··· Extrait source

Alors on alterne. Une bonne grivoiserie, une réflexion bien salace et pouf on remet un peu de dentelle. On suggère qu'on en a "une grosse", et puis on leur montre l'étoile du berger. C'est bien de le rappeler plusieurs fois qu'on a en vraiment "une grosse", et hop on leur chante du Véronique Sanson. On se jette sur l'ambiguïté dès qu'on entrevoit une brèche. Profond, humide, dur, tu la sens ? … Et on enchaîne avec un compliment et du "Ma petite jolie" bien sympa.


Et le cerveau il pense quoi ?

Tout le monde joue parfaitement son rôle dans la grande comédie romantique. Les oreilles font semblant de rougir, les moustachus font semblant d'être respectueux. Nous jouons la femme. Vous jouez l'homme. Nous jouons les princesses. Vous jouez les chevaliers.

Le masque de gentleman n'arrive jamais vraiment à cacher les canines de dinosaure carnivore. Et même la vieillesse qui nous courre après ne nous empêche pas de glousser encore comme des petites dindes timides et timorées. Quand le gentilhomme parle aux petites filles modèles, il ressemble à un végétarien la bouche pleine de chorizo, à un trafiquant de drogue qui fait passer sa coke dans des dragées pour mariage, un ado qui fume avec des gants Mappa à la fenêtre, persuadé que, non, ça sentira pas.

······
··· Données fournies

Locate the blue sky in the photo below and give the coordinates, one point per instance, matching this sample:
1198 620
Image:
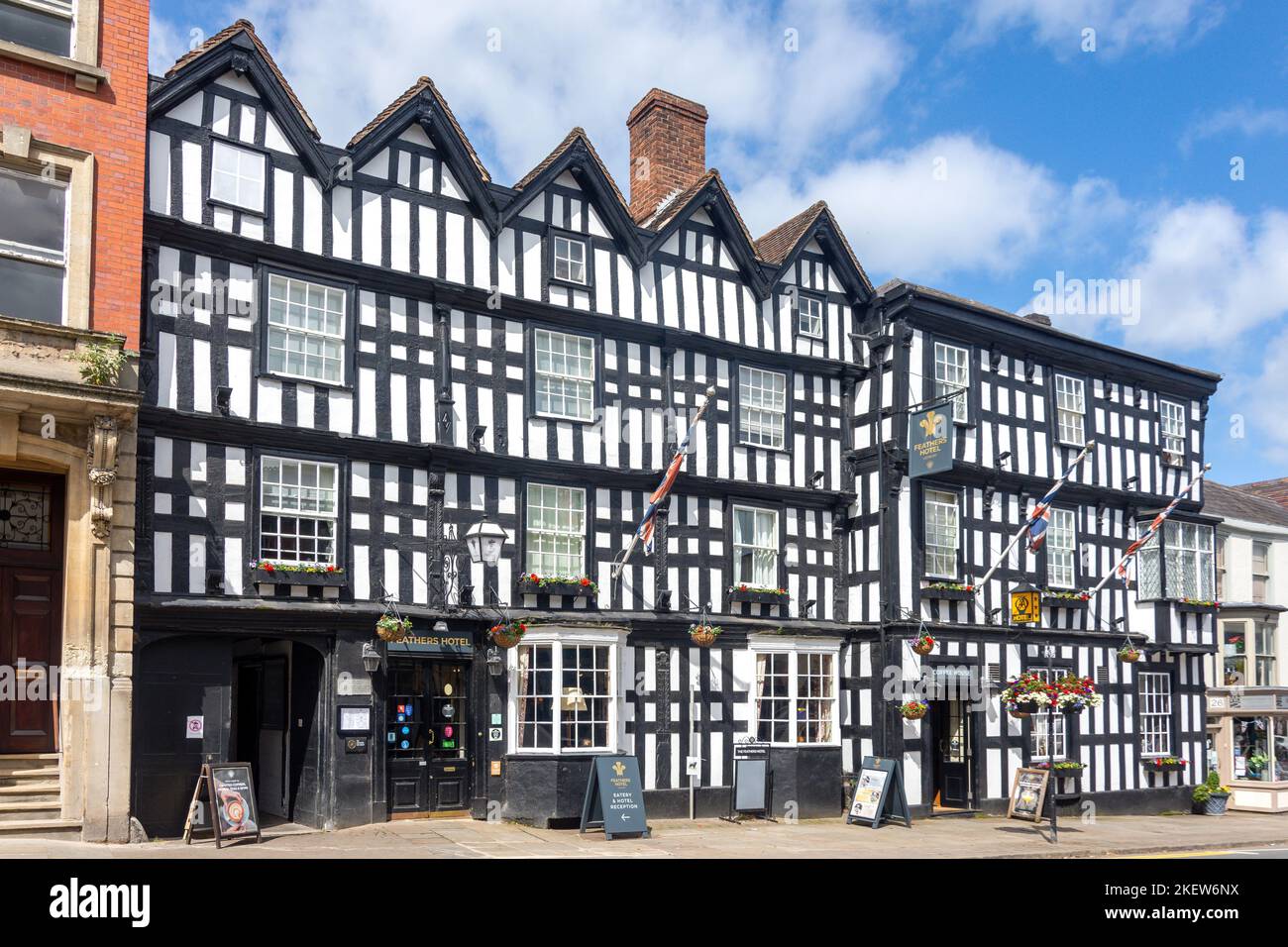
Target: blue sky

······

▶ [Énoncé 1]:
Répondez aux questions suivantes à partir de l'extrait source.
(a) Quelle chanteuse l'extrait cite-t-il comme ce qu'on « leur chante » ?
(b) Selon l'extrait, quel rôle « nous » jouons face aux chevaliers ?
(c) Qu'est-ce que le masque de gentleman n'arrive jamais vraiment à cacher ?
▶ [Énoncé 2]:
Recopiez à l'identique le passage de l'extrait source allant de « Alors on alterne. » jusqu'à « jouez les chevaliers. ».

▶ [Corrigé détaillé 1]:
(a) Véronique Sanson.
(b) Les princesses.
(c) Les canines de dinosaure carnivore.

▶ [Corrigé détaillé 2]:
Alors on alterne. Une bonne grivoiserie, une réflexion bien salace et pouf on remet un peu de dentelle. On suggère qu'on en a "une grosse", et puis on leur montre l'étoile du berger. C'est bien de le rappeler plusieurs fois qu'on a en vraiment "une grosse", et hop on leur chante du Véronique Sanson. On se jette sur l'ambiguïté dès qu'on entrevoit une brèche. Profond, humide, dur, tu la sens ? … Et on enchaîne avec un compliment et du "Ma petite jolie" bien sympa.


Et le cerveau il pense quoi ?

Tout le monde joue parfaitement son rôle dans la grande comédie romantique. Les oreilles font semblant de rougir, les moustachus font semblant d'être respectueux. Nous jouons la femme. Vous jouez l'homme. Nous jouons les princesses. Vous jouez les chevaliers.